Extract to read
= = = =
Saturday […] I visited the with mrs Wister it certainly was worth going to we visited all the Principle Places of interest when i cam [came] out i had seen so much i hardly could recolect who i had seen I saw a perfect deal of handsome work but i did not see any done by any colored person there might of bin some things their [there] i did not see martin was at our house on Sunday 2 July i did not see him i was up to whites

Annotation 1

Emilie worked for a Mrs. Wister in Germantown, likely Sarah Butler Wister, Fanny Kemble’s daughter.

Emilie seems to be arranging her summer employment with a Mrs. Wister in Germantown.  It is likely she is referring to Dr. Owen J. Wister and his wife, author Sarah Butler Wister who lived in Germantown.  Dr. Wister had a busy traveling medical practice, visiting patients throughout Germantown and northwest Philadelphia.  And Sarah Butler Wister was the daughter of the British actress, Fanny Kemble. Emilie leaves for Germantown on June 7, 1864, instead of June 1st, as she had initially intended, and continues working until September 20, 1864.  Steven J. Peitzman, “The Fielding H. Garrison Lecture: “I Am Their Physician”: Dr. Owen J. Wister of Germantown and His Too Many Patients,” Bulletin of the History of Medicine, vol. 83, number 3, Summer 2009, 245-270.
= = = =
Using the information
- A) According to the diary passage's annotation, on what date did Emilie leave for Germantown?
- B) Say whether each statement agrees with the diary passage, and quote the words that decide it: (i) Emilie had first intended to leave for Germantown on June 1st. (ii) Emilie saw Martin when he was at her house on Sunday. (iii) Sarah Butler Wister's mother was an American actress.
- C) List every calendar date in the diary passage that includes a day of the month.

[Referring expression pointing data]
= = = =
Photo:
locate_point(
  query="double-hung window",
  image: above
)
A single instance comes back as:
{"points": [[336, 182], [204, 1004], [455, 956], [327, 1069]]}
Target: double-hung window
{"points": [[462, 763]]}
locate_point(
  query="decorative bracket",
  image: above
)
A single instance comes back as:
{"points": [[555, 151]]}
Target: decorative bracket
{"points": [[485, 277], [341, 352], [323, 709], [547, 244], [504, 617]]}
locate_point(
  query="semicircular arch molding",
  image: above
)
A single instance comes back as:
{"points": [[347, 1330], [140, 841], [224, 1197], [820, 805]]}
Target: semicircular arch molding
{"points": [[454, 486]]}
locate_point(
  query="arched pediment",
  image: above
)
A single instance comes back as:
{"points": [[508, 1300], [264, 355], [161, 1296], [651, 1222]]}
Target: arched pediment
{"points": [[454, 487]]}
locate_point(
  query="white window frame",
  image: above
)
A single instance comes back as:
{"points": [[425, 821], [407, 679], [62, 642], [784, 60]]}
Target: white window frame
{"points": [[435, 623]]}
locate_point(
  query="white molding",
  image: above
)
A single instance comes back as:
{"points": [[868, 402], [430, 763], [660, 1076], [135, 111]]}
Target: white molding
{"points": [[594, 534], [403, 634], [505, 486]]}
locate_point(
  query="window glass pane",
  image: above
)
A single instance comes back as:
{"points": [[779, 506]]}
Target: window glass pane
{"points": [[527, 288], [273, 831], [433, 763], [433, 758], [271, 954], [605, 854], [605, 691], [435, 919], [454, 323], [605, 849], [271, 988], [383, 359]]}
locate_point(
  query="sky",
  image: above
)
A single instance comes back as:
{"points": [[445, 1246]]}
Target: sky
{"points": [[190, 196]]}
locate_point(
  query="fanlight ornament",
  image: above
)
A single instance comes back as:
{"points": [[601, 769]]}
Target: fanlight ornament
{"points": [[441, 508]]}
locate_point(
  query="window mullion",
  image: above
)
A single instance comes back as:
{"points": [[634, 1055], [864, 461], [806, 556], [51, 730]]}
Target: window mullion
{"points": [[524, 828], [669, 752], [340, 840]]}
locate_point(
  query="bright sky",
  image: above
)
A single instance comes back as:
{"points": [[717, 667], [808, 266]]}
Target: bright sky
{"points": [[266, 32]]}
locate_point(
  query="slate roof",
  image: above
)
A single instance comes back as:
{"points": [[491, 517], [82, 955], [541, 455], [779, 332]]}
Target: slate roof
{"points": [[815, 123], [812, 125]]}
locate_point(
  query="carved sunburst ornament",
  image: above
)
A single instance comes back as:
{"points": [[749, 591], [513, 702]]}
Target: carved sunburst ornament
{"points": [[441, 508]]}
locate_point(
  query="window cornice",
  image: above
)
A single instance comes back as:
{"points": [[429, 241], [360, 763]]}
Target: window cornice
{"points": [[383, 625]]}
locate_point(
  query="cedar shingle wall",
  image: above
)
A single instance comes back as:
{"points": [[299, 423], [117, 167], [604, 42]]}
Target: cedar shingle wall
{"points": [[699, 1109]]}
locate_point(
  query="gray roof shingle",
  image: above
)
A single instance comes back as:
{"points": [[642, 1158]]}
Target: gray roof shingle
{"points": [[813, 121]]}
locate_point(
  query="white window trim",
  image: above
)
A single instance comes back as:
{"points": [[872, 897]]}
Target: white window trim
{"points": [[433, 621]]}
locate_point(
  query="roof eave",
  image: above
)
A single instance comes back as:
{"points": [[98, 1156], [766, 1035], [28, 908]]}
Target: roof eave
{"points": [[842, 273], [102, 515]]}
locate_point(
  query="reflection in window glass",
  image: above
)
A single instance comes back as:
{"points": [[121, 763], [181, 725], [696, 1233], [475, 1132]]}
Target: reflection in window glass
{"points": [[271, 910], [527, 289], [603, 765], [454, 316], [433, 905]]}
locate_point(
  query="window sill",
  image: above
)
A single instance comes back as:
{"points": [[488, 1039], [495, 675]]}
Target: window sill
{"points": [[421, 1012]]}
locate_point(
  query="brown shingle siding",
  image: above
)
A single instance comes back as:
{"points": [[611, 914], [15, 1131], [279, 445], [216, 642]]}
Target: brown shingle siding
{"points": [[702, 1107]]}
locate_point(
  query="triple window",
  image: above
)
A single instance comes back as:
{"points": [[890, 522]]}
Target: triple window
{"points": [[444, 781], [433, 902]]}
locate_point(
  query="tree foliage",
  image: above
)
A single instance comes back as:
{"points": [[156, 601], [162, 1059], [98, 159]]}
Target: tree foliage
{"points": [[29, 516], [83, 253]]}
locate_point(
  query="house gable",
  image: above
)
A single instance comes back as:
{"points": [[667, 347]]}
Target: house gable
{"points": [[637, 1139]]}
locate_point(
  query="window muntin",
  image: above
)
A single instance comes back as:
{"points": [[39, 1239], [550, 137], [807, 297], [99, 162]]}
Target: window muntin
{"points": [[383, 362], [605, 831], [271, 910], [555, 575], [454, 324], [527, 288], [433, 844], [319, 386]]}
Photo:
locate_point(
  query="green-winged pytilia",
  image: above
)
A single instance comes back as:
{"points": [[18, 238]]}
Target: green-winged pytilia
= = = =
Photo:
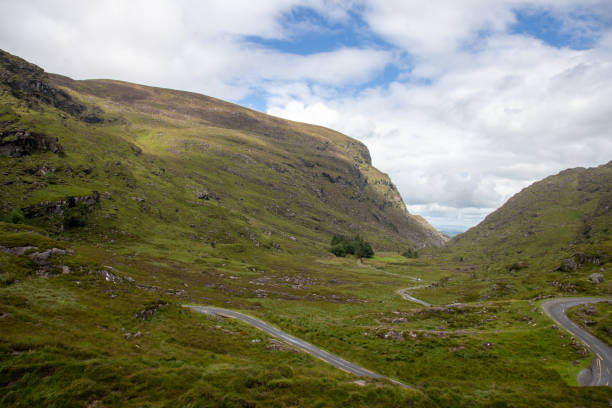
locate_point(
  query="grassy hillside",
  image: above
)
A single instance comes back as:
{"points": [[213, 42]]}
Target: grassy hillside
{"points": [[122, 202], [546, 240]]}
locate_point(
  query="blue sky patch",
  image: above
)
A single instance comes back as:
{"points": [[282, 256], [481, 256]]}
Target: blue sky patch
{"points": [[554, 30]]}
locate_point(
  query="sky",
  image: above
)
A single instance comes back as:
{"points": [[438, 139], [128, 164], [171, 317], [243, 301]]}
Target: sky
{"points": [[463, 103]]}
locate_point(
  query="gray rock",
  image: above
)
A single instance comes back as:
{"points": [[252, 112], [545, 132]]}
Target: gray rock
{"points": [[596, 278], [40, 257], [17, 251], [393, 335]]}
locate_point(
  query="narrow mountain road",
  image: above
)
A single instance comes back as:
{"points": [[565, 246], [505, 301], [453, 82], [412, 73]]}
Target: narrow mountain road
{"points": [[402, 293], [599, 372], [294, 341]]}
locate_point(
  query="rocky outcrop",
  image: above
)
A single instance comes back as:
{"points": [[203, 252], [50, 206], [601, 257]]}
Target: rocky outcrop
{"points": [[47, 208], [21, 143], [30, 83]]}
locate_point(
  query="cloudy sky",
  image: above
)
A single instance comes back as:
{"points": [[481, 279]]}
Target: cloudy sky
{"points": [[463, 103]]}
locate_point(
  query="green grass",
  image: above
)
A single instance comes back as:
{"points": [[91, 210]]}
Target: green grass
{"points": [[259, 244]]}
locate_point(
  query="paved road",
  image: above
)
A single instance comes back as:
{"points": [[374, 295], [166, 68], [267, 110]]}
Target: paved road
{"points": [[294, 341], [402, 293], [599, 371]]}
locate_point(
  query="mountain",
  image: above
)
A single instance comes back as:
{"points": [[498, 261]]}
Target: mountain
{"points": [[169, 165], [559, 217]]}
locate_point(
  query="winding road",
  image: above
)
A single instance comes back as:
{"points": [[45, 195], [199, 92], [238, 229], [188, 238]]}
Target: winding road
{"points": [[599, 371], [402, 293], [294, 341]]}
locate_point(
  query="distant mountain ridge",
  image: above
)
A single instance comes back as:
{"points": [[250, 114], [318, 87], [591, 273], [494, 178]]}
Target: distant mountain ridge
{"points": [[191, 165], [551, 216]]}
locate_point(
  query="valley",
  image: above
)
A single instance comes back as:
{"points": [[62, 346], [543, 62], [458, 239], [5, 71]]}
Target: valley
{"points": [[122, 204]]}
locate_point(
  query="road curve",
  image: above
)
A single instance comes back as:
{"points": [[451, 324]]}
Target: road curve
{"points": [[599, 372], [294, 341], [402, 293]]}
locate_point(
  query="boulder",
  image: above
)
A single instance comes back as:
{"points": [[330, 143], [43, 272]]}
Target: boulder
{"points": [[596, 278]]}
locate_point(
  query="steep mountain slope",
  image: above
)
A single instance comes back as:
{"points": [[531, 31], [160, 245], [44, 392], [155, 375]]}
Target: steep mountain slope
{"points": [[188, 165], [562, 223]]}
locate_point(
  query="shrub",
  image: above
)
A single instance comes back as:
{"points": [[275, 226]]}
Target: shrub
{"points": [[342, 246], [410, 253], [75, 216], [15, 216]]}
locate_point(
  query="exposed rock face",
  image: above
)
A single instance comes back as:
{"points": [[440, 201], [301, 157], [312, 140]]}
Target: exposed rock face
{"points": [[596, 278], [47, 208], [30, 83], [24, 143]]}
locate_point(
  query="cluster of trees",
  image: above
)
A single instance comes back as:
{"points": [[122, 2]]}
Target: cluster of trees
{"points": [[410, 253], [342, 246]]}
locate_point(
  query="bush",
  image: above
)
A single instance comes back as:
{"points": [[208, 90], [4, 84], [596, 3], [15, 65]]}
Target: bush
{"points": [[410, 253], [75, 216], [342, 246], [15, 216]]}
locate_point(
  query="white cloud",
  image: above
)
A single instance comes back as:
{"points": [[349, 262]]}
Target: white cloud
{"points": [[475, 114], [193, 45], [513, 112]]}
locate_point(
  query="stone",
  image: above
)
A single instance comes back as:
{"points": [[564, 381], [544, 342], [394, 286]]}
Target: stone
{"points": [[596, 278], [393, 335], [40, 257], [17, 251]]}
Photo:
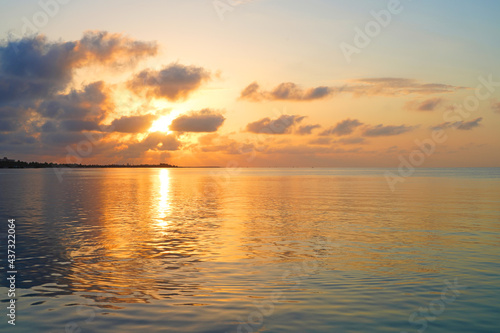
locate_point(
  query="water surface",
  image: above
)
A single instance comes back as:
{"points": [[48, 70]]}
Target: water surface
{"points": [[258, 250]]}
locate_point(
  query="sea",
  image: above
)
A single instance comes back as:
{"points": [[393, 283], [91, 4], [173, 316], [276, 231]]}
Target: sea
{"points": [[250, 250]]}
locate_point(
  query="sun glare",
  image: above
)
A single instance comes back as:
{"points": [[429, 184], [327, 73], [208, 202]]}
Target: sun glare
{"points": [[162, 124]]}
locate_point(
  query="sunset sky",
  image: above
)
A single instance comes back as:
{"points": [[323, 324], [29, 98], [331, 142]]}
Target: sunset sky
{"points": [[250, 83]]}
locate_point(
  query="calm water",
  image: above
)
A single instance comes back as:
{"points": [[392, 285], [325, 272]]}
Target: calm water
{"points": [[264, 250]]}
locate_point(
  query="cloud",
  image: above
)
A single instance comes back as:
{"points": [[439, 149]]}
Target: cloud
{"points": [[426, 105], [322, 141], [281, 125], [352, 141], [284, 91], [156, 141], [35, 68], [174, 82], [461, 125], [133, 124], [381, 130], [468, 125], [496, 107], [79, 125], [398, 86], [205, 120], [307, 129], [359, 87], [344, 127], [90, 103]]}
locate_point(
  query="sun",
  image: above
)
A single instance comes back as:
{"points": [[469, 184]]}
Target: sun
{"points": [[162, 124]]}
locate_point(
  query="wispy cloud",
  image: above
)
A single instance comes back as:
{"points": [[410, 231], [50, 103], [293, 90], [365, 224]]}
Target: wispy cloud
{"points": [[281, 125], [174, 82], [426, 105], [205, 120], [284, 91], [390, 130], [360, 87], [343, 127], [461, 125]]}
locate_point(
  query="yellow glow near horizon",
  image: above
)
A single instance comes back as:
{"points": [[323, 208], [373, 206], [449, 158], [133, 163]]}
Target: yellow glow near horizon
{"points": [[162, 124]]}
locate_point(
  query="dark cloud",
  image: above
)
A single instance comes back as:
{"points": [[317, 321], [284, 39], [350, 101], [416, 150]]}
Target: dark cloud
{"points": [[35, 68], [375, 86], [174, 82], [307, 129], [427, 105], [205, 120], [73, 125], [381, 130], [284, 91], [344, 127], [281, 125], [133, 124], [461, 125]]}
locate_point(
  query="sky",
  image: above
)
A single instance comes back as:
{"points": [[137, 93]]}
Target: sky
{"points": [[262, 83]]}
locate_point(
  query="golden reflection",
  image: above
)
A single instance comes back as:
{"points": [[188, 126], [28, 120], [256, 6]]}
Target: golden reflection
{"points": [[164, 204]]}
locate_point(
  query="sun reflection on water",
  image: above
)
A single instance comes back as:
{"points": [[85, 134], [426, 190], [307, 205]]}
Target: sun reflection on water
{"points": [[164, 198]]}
= = = =
List of solutions
- A) June 7, 1864.

- B)
(i) Yes: "instead of June 1st, as she had initially intended"
(ii) No: "i did not see him"
(iii) No: "the daughter of the British actress, Fanny Kemble"

- C) 2 July; June 7, 1864; June 1st; September 20, 1864